### [TASKS TO COMPLETE]
**a)** Summarize the post on studying surveillance in two sentences.
**b)** Extend the post on studying surveillance with a few more paragraphs, picking up after its final sentence.

How to study surveillance

Filed under: Berkman — Ethan @ 10:04 pm

Chris Conley leads one of the most difficult research projects we’ve undertaken at the Berkman Center - the surveillance study of the Open Net Initiative. Over the past five years, the good folks at ONI have gotten very smart about how the internet is filtered in nations around the world. What’s much less clear is how the internet is monitored and what governments, law enforcement agencies, corporations and others are able to track as far as online behavior.

One problem: if surveillance is performed competently, it should be undetectable. Second problem: it’s often to someone’s advantage to claim that surveillance is taking place, even when it’s not, as it can change behaviors. (Think about “dummy” cameras mounted on your house as part of a fake “security system”. If they’re convincing enough, perhaps they don’t actually need to work.) Conley mentions my comments about the panopticon effect of surveillance in a recent Newsweek article - I assert that Zimbabwe isn’t able effectively monitor the Internet… but by stating that they will, they’ve forced a large number of users to remove sensitive information and conversations from the Internet.

In attempting to understand and explain surveillance to academics, activists and the general public, Conley would prefer to study what’s actually happening. Unfortunately, that data’s pretty uncommon. We know about situations where surveillance is discovered by the target and cases where information is either leaked or publicly released, but these situations are quite rare.

Instead, in many cases, we do better to study capabilities. What tools are available that individuals or governments could use to monitor networks? What tools can be used to scan a hard drive over networks? What are the capabilities and vulnerabilities of tools like GMail, Google Docs and Facebook? How is the network laid out and what does that mean about technological constraints on monitoring?

It’s been widely reported - though only very thinly disclosed - that there’s widespread domestic surveillance taking place in the US with the intention of monitoring suspected terrorists. And CALEA - the Communications Assistance for Law Enforcement Act - provides a legal framework to enable wiretapping of traditional, mobile and VOIP phones in the US. These facts have implications for privacy, for civil liberties and human rights.

### [DATASET ROWS]
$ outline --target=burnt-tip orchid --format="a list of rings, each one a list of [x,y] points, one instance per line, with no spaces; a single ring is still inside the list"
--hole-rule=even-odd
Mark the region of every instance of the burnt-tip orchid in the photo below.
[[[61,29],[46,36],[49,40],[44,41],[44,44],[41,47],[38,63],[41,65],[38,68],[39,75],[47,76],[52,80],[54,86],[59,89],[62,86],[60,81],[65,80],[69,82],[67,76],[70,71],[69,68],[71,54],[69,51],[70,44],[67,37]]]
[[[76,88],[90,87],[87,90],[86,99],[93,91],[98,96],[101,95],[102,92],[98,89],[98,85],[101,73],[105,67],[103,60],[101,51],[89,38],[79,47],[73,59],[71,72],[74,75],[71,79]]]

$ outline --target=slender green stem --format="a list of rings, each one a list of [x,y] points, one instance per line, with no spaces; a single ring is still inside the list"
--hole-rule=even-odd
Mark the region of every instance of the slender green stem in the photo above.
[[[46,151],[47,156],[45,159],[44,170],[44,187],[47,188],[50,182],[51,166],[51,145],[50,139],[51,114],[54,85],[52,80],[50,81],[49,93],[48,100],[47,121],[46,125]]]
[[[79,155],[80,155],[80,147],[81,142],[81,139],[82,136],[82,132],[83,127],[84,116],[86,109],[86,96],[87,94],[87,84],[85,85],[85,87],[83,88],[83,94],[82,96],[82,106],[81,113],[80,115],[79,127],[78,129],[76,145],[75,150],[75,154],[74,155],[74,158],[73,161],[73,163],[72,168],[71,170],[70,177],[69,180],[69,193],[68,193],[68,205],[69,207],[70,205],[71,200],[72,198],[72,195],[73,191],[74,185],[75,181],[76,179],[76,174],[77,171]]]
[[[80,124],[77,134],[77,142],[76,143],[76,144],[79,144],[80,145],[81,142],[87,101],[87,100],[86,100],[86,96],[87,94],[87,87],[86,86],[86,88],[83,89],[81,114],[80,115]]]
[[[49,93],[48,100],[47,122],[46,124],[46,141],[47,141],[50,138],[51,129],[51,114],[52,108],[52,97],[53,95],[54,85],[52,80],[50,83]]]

### [RESPONSES TO THE TASKS]
**a)** Chris Conley leads the Open Net Initiative's surveillance study at the Berkman Center, a difficult project because competent surveillance should be undetectable and some parties benefit from claiming to monitor when they don't, as Zimbabwe's stated monitoring pushed many users to remove sensitive material from the Internet. Because data on actual surveillance is rare, it is often better to study capabilities such as monitoring tools, the vulnerabilities of services like GMail and Facebook, and network layout, while reported US domestic surveillance and CALEA's wiretapping framework carry implications for privacy, civil liberties and human rights.

**b)**
Conley wishes that those doing surveillance will consider more carefully the possibility that transparency is sometimes in their best interest. Unfortunately, that’s very counter to the ethos of the surveillance community. He quotes Ed Giorgio, a security consultant to the NSA, who says “We have a saying in this business: privacy and security are a zero-sum game.” The fear is that revealing surveillance would allow potential targets to avoid detection and monitoring. But he believes that there are cases where transparency might make surveillance more effective for the surveillers.

Transparency can raise awareness of surveillance - which might be to the advantage of a program designed to alter the behavior of people under surveillance. He notes that the effects of transparency depend on the purpose of the surveillance. Facebook, for instance, surveils your activity constantly to report it to your friends, but users really disliked it when Facebook began surveilling purchasing behavior on other sites via their Beacon program. He also suggests that transparency might need to be very specific to achieve a desired end. The RIAA can claim to surveil filesharing networks, but most users believe they won’t be caught. If the RIAA advertises that they can detect 5% of all illegal filesharing, that might be an incentive to stop sharing. But if they announce the can detect only BitTorrent sharing, that will likely drive people to alternative tools.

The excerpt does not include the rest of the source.